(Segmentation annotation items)
# # # # # # #
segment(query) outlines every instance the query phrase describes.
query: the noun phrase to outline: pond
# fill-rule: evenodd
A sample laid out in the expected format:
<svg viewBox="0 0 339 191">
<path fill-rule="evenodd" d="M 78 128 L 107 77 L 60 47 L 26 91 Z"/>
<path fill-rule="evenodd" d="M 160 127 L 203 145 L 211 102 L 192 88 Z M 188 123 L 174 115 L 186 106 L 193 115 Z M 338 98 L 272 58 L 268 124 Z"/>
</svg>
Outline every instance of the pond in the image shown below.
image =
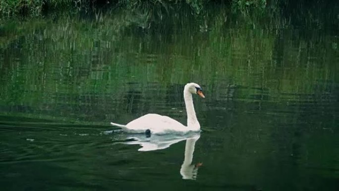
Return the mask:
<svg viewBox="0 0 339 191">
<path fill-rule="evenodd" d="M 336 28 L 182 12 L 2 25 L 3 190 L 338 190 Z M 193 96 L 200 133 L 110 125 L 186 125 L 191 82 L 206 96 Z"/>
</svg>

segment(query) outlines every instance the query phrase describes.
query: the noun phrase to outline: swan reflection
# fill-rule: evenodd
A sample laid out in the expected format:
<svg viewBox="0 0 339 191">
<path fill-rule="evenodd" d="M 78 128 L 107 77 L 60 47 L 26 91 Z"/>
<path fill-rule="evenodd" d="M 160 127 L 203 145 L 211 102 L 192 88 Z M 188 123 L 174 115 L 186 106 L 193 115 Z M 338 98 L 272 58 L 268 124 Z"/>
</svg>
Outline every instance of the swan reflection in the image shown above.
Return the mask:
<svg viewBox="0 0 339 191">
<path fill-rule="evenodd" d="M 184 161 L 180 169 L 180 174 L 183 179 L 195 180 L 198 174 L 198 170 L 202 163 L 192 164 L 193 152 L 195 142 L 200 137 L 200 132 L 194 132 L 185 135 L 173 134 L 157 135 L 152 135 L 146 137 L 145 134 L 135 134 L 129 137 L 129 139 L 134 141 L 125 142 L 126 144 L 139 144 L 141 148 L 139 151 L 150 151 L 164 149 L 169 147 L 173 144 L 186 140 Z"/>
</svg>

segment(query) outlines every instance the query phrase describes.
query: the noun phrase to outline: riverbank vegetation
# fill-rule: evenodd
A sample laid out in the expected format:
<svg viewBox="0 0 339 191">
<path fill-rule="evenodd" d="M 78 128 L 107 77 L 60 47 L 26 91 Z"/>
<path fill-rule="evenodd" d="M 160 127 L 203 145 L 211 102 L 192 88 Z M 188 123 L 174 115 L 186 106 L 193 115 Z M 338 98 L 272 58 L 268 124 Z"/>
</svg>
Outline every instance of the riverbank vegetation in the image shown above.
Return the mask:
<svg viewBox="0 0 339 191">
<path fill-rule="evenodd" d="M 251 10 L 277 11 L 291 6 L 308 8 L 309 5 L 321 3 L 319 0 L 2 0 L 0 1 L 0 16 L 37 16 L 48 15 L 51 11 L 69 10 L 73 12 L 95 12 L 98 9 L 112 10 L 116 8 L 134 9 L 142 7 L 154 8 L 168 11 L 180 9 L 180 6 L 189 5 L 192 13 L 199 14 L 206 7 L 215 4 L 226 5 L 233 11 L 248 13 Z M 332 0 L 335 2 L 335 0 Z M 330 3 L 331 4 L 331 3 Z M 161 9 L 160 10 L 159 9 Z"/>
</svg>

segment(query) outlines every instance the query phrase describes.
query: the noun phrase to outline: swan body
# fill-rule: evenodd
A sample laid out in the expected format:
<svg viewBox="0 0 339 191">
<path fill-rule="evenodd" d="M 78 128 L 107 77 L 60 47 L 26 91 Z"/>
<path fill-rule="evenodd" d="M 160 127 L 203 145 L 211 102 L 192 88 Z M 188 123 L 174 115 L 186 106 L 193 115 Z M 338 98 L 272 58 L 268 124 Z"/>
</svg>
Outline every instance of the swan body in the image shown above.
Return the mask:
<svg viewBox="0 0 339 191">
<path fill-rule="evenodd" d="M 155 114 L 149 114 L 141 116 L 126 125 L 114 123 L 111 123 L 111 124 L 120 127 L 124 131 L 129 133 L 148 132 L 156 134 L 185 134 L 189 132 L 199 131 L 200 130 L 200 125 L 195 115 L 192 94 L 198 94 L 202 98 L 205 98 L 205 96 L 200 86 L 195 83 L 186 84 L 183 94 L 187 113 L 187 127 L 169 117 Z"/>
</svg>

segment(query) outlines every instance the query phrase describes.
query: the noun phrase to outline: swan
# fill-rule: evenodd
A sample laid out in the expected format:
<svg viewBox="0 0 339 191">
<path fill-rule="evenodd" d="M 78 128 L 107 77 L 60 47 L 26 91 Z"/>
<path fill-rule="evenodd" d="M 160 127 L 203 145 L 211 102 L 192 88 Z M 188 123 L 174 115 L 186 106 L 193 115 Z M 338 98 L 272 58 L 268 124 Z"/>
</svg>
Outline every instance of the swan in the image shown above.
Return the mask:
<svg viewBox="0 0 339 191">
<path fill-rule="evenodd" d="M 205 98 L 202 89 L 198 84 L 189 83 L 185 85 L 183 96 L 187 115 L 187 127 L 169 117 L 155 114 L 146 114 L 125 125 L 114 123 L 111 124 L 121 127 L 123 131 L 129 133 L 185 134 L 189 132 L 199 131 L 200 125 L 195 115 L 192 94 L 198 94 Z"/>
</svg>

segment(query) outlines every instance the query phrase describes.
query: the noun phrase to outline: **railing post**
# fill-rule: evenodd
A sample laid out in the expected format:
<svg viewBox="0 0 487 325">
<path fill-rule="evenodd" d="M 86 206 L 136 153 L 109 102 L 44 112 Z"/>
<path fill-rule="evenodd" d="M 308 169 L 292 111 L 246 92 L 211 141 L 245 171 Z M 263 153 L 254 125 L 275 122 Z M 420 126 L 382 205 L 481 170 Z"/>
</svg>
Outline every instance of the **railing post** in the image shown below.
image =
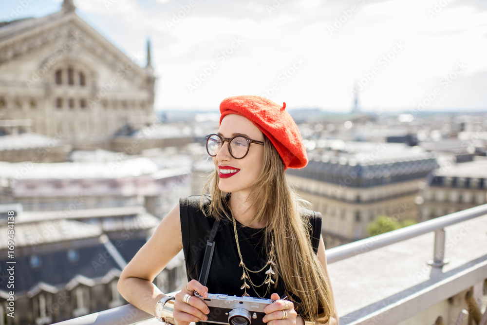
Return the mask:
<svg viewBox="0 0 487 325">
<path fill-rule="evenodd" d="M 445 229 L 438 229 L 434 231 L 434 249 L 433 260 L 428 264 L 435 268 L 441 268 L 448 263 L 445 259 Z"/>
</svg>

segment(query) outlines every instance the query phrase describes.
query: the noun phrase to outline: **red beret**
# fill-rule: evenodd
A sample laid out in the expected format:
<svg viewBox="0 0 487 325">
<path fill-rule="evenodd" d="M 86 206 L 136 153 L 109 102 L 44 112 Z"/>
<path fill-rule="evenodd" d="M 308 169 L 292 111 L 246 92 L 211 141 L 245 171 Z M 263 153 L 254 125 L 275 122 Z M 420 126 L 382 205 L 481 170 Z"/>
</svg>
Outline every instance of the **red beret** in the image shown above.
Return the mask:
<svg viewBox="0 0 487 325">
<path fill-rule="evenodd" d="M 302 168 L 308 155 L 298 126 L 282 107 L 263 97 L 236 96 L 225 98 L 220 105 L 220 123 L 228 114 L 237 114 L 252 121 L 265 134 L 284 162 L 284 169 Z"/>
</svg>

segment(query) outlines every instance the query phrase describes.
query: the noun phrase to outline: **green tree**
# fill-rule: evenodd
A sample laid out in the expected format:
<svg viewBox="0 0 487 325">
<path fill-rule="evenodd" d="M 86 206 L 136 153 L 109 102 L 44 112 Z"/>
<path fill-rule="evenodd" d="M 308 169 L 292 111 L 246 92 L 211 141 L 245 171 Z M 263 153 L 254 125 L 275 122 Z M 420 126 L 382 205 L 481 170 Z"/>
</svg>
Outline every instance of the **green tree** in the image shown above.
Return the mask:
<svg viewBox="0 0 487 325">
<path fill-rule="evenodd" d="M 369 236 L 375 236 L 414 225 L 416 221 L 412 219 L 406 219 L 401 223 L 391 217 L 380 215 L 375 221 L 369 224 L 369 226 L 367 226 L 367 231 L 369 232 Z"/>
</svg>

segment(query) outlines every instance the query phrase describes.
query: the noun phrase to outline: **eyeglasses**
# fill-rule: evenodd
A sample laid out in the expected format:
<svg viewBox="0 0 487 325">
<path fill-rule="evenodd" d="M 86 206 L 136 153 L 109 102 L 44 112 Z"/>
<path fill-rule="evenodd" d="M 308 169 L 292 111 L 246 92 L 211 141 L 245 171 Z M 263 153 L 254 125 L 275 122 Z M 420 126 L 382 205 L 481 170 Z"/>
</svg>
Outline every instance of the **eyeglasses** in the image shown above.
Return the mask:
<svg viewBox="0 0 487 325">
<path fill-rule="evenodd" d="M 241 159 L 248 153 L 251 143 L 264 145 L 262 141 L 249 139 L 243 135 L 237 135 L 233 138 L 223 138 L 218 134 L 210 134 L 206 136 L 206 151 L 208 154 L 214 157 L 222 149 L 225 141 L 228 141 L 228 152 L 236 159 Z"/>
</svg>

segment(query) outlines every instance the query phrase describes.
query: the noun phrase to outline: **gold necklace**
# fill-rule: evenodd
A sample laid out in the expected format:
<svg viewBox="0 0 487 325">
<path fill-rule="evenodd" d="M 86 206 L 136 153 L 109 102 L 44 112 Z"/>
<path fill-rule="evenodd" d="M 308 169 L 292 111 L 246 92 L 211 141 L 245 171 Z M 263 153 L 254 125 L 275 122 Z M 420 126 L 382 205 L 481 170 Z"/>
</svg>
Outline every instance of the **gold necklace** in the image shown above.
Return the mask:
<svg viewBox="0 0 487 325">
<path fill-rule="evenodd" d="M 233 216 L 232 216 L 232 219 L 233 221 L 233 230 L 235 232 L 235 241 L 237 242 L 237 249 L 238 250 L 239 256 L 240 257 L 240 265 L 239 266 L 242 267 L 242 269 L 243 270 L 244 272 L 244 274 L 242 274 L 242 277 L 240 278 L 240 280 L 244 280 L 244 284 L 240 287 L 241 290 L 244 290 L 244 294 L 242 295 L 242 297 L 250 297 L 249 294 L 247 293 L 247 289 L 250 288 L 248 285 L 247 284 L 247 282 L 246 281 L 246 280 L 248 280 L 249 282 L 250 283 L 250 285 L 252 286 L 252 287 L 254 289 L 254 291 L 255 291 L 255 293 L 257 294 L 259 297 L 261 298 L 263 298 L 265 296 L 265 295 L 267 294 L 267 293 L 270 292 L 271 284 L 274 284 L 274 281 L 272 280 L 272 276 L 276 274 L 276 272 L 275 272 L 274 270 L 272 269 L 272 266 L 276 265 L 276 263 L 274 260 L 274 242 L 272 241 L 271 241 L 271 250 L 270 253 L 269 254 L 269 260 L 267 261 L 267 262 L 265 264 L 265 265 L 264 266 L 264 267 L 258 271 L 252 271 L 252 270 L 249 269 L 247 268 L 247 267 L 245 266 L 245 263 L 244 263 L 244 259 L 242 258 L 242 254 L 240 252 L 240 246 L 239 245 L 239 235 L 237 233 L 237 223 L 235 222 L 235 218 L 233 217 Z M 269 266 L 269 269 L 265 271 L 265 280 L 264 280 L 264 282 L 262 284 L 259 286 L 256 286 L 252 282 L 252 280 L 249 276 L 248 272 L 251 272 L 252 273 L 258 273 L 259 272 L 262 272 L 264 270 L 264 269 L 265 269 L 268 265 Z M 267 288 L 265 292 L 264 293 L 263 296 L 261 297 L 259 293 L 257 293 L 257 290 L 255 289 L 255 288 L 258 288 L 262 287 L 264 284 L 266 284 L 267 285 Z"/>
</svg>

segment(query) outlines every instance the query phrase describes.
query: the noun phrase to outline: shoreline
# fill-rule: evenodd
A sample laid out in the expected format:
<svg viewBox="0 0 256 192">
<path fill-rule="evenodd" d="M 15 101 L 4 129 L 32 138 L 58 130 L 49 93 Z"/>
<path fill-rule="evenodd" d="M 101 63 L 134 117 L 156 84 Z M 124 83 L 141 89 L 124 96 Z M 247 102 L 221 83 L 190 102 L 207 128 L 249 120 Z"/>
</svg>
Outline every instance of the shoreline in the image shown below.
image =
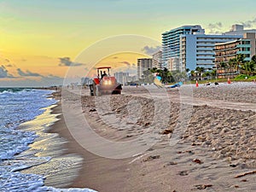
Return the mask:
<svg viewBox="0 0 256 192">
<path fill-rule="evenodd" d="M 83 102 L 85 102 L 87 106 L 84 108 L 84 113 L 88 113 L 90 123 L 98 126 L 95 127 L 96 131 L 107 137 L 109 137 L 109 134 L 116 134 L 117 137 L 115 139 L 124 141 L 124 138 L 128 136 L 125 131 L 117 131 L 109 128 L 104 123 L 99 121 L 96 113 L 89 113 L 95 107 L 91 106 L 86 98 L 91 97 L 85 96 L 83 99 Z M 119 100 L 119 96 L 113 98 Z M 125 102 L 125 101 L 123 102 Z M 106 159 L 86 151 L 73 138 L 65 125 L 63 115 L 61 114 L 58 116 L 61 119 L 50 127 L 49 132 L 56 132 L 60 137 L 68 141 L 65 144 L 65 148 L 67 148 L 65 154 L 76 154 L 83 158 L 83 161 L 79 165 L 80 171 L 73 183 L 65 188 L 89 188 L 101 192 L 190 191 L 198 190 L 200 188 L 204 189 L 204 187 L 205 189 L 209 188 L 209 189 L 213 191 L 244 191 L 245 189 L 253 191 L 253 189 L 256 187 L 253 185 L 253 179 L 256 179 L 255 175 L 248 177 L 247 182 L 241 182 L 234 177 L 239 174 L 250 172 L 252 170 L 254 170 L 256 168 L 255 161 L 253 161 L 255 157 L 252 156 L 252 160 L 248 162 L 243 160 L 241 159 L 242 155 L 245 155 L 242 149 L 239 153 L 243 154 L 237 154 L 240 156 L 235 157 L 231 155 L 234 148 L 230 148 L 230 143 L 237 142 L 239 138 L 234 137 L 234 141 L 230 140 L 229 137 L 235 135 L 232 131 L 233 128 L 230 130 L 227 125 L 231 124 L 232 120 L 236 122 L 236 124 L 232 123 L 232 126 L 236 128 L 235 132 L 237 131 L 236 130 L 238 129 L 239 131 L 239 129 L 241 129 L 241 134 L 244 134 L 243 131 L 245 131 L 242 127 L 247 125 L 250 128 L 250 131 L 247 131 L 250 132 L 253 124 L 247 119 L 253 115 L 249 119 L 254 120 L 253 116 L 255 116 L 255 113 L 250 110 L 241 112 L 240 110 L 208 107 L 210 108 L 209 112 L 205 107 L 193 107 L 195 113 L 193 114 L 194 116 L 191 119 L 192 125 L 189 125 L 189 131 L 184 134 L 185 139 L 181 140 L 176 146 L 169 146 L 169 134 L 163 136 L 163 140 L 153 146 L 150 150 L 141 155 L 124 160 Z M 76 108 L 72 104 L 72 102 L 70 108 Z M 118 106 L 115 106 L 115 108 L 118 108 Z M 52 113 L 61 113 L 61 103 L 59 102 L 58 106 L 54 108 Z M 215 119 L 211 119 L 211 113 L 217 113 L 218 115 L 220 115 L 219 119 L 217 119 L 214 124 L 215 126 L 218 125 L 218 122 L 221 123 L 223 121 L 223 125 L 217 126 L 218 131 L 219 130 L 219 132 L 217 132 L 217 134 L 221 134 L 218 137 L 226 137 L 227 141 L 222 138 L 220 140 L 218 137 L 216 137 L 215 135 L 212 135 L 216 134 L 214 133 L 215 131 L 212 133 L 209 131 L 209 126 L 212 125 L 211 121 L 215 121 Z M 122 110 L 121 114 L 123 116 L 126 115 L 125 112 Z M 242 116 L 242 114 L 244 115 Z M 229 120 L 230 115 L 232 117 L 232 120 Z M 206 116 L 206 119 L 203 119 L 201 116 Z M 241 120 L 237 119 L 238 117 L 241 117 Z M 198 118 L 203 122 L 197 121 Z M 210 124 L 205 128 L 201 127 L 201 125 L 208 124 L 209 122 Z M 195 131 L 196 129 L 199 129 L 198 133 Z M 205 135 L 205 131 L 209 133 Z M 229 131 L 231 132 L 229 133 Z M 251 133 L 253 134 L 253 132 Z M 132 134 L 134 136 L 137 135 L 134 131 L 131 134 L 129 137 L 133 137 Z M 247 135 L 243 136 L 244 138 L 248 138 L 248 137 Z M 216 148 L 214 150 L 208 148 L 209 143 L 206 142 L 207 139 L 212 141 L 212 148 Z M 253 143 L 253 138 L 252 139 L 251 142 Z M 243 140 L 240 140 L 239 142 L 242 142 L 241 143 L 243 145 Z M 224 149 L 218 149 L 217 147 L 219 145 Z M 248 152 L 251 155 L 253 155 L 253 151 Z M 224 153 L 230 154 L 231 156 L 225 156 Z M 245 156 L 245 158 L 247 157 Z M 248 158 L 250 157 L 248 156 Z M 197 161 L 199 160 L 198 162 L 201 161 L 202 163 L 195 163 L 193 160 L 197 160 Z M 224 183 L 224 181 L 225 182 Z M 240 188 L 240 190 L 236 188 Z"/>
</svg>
# # # # # # #
(AIM) From the items above, pick out every line that contains the word "reflection" and copy each one.

(COMPLETE RESPONSE)
query: the noun phrase to outline: swan reflection
Outline every instance of the swan reflection in the image shown above.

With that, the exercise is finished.